Thus, embedded code and cuts will be evaluated AFTER heads which follow them
in the rule.


2.2. Example Rules
------------------

    s(conjunct(Conj,Sl,Sr))
    ~~>
        s(Sl),
          * conjunction(Conj),
        s(Sr).

At first sight this rule appears left recursive.  However, the sub-rule
``conjunction(Conj)'' is marked as a head and therefore is evaluated before
either of ``s(Sl)'' or ``s(Sr)''.  Presuming that the conjunction-rule does
not end up invoking (directly or indirectly) the s-rule, then the s-rule
is not left-recursive. On the other hand, if the conjunction-rule were not
marked as a head, then the s-rule would be left recursive and would not
terminate.

    s(if(P,Q))
    ~~>
        * @if,
          s(P),
        * @then,
          s(Q).

This rule shows how multiple heads can be used. The terminals ``if'' and
``then'' will be searched for in the input. If found, they will form
boundaries for searching for s(P) and s(Q).

    np(propernoun(N,Mods))
    ~~>
        (? adjectives(Mods) ?),
        * noun(N).

This rule illustrates optional forms, there can be optional adjectives
before the noun.

    noun(X)
    ~~>
        ( * @pussy, (? @cat ?);
          * @cat),
        {X=cat}.

This rule illustrates the use of disjunction and embedded Prolog code.  It
should be noted that within the scope of a disjunction , a head is local to
the disjunct.

——

### Objective 1
According to the grammar rules text, what would happen to the s-rule if the conjunction-rule were not marked as a head?
### Objective 2
Reproduce the grammar rules text word for word, everything from "This rule shows" down to "s(P) and s(Q).".
The records after this point are not needed.

### Extracted records

——

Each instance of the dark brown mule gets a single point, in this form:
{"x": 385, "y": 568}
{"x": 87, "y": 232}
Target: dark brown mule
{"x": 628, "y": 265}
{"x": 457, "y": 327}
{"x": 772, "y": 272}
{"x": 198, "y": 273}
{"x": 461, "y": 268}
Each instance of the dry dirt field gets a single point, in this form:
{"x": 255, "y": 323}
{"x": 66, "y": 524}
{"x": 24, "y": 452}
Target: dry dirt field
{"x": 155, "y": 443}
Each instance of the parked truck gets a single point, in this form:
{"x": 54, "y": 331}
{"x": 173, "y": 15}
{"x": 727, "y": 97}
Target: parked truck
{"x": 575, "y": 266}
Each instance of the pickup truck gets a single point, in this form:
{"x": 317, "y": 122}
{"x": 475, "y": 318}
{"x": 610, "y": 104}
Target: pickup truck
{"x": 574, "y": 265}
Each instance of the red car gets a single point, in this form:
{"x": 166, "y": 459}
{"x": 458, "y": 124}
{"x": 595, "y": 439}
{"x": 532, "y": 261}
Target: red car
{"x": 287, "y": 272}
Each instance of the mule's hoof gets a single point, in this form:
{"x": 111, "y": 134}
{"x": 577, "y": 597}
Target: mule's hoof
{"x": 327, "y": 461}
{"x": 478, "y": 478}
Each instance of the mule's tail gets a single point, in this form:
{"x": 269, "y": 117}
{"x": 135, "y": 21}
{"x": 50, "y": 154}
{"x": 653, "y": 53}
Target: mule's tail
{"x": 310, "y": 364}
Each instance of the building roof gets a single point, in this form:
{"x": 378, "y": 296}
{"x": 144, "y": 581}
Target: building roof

——

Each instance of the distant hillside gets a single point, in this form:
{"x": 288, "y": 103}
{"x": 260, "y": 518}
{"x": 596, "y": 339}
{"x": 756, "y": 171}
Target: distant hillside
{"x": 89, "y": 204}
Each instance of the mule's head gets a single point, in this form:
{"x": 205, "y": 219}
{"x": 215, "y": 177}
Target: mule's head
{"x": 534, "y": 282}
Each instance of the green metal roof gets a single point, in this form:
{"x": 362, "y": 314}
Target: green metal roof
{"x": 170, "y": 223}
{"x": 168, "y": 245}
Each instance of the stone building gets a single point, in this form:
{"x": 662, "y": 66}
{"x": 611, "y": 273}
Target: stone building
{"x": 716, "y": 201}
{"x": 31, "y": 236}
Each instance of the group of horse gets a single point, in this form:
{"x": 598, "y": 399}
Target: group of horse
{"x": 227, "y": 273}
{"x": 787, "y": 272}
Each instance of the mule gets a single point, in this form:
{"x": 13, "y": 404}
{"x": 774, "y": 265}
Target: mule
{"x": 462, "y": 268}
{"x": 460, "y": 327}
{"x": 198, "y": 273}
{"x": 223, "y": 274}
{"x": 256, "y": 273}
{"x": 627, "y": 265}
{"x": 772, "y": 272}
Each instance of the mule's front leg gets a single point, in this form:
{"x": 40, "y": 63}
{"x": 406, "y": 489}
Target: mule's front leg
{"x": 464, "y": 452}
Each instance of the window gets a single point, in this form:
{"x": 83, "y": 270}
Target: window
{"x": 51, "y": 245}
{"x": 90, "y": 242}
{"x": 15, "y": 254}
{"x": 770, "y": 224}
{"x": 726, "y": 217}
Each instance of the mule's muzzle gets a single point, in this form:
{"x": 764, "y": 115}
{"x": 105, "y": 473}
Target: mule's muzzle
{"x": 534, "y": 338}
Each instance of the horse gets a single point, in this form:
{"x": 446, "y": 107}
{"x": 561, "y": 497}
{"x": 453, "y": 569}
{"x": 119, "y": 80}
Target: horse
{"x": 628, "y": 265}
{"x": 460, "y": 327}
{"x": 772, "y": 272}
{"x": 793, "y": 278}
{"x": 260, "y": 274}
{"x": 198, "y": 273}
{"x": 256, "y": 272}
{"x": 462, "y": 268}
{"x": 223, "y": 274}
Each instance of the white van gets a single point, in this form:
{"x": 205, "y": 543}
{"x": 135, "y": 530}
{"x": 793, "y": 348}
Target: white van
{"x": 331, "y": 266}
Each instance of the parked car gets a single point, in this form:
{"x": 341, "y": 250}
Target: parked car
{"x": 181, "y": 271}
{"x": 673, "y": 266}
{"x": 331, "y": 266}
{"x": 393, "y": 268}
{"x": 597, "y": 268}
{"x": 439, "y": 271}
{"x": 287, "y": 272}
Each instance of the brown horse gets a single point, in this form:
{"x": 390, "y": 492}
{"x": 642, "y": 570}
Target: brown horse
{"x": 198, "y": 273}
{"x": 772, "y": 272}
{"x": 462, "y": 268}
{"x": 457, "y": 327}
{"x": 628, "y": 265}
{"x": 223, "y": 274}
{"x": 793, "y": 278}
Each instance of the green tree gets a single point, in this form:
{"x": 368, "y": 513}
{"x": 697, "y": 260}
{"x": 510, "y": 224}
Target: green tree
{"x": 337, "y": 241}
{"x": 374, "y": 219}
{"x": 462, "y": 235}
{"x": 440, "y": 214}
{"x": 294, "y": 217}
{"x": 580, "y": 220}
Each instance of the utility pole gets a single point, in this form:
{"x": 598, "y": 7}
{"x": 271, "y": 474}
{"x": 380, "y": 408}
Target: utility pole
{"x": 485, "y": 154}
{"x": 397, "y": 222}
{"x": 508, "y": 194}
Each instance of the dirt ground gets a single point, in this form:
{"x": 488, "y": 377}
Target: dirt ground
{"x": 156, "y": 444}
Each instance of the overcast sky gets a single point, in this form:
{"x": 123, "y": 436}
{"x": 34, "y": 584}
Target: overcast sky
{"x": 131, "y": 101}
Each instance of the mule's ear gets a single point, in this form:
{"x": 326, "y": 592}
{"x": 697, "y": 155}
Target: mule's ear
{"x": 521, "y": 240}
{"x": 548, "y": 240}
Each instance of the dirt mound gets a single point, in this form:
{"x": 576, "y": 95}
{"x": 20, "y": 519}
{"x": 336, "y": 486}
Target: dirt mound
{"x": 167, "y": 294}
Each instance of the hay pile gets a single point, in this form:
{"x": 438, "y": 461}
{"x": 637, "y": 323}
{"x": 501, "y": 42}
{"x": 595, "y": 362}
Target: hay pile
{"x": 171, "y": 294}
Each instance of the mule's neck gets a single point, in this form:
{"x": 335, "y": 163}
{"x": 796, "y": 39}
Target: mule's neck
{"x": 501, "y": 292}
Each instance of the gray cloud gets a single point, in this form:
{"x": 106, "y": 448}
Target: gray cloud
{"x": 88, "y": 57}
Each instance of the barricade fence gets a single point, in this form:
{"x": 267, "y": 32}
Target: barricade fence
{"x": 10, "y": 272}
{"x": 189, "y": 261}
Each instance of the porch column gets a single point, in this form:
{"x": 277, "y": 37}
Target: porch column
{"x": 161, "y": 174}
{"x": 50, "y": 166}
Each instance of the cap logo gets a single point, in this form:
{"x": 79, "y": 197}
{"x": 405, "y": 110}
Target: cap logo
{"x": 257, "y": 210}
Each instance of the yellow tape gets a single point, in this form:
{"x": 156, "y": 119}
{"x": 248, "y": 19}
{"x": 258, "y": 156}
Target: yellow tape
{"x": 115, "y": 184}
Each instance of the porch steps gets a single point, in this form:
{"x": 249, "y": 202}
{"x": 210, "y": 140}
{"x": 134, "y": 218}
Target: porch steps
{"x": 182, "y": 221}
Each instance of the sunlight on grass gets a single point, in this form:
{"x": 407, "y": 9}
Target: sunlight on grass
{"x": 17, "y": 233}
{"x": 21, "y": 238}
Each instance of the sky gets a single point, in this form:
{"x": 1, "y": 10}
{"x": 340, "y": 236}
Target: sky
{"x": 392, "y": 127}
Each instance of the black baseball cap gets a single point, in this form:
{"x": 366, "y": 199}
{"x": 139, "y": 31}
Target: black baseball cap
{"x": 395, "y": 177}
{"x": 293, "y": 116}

——

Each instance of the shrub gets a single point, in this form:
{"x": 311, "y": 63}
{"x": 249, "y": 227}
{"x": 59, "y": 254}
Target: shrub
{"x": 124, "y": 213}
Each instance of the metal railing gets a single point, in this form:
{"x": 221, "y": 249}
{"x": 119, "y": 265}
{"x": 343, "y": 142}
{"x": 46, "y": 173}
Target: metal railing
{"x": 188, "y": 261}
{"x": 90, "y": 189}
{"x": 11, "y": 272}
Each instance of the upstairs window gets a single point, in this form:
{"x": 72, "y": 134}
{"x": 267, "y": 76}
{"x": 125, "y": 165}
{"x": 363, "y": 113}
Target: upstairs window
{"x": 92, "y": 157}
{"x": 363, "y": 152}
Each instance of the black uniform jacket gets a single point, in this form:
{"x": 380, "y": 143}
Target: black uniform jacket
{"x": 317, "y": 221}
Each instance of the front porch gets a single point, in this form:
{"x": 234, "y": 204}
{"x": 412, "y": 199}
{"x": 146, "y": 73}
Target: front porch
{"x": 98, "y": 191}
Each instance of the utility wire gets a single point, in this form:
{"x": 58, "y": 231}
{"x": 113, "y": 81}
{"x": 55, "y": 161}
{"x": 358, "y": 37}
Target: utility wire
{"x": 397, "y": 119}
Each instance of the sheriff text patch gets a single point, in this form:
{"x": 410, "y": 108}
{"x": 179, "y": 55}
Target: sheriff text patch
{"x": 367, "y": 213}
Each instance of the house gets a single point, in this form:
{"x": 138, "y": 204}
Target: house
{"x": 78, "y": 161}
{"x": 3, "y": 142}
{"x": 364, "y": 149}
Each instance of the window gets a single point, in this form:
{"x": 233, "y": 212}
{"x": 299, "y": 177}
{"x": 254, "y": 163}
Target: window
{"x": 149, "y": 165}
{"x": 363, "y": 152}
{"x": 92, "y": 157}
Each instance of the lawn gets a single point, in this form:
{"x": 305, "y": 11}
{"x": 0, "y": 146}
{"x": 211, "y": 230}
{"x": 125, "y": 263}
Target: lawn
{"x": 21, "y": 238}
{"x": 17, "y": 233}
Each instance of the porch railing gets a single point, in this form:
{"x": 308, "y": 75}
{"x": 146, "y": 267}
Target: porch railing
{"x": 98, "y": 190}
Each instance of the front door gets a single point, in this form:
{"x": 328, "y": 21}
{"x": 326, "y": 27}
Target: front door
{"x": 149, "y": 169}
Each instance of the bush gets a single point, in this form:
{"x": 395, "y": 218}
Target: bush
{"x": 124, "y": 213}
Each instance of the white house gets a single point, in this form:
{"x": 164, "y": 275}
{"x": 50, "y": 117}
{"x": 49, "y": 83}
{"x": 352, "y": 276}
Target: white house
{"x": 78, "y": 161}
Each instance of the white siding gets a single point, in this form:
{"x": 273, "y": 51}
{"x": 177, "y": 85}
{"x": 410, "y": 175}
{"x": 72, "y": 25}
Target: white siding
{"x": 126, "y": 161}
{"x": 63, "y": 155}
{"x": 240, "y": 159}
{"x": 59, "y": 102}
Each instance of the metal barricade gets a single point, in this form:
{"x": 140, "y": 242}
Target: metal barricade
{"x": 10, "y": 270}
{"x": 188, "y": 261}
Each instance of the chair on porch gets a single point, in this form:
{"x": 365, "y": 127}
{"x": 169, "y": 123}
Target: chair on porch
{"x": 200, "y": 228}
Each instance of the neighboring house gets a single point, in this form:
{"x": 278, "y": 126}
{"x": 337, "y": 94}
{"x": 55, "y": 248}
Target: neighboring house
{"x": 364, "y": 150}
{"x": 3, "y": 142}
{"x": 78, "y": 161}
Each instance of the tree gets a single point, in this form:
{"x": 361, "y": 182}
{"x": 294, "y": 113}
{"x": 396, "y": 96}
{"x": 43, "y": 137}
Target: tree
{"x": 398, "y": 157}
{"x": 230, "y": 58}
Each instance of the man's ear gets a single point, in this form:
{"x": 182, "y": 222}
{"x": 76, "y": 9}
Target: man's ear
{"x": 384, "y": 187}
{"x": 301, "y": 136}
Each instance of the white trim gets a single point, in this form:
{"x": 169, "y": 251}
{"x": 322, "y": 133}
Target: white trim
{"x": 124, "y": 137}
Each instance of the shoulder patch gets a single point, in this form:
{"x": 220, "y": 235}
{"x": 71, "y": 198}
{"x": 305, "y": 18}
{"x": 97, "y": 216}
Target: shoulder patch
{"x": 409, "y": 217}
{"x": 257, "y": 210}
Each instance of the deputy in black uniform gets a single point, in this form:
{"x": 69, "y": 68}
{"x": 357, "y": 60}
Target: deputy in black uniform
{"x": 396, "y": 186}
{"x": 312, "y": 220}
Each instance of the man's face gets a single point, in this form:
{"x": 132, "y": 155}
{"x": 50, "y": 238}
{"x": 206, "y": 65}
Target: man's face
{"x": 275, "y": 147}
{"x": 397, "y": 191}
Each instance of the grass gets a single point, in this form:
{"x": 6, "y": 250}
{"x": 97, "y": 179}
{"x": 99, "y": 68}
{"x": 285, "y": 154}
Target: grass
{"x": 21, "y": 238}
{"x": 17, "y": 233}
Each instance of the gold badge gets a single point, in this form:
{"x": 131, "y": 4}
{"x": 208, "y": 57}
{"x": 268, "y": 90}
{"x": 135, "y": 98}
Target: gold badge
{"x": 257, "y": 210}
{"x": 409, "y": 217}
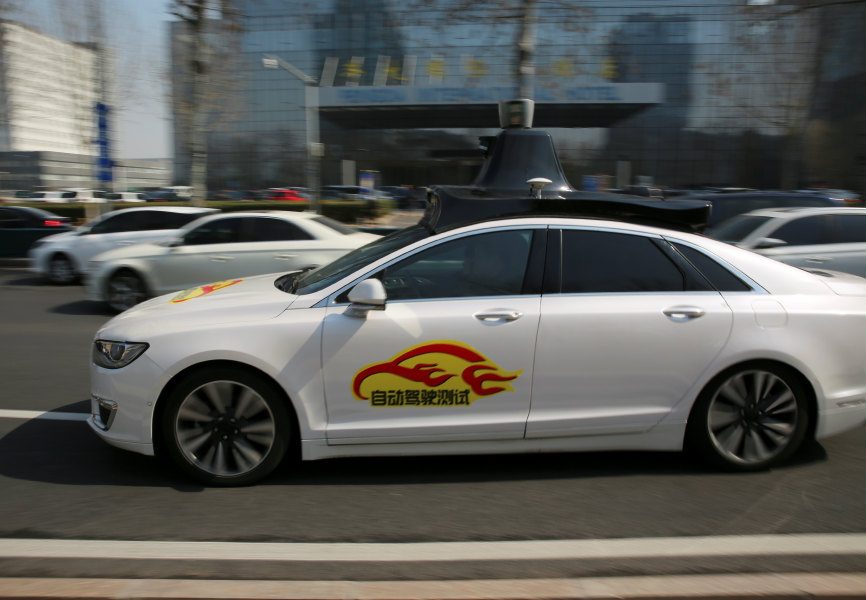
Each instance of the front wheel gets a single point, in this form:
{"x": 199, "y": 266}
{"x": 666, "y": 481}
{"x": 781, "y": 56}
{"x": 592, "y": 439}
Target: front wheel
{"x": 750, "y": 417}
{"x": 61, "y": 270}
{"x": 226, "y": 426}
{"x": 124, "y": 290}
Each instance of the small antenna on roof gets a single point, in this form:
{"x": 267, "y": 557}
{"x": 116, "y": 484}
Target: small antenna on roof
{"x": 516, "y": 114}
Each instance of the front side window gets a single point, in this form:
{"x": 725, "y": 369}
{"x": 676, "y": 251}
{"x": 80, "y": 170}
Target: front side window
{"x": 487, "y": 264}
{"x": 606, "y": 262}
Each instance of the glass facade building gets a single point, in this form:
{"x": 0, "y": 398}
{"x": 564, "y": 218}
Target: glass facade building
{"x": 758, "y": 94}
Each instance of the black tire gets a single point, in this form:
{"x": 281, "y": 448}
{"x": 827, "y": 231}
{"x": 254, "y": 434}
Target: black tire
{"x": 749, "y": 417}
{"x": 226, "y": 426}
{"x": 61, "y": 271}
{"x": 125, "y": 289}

——

### Result 1
The s-rule would be left recursive and would not terminate.

### Result 2
This rule shows how multiple heads can be used. The terminals ``if'' and
``then'' will be searched for in the input. If found, they will form
boundaries for searching for s(P) and s(Q).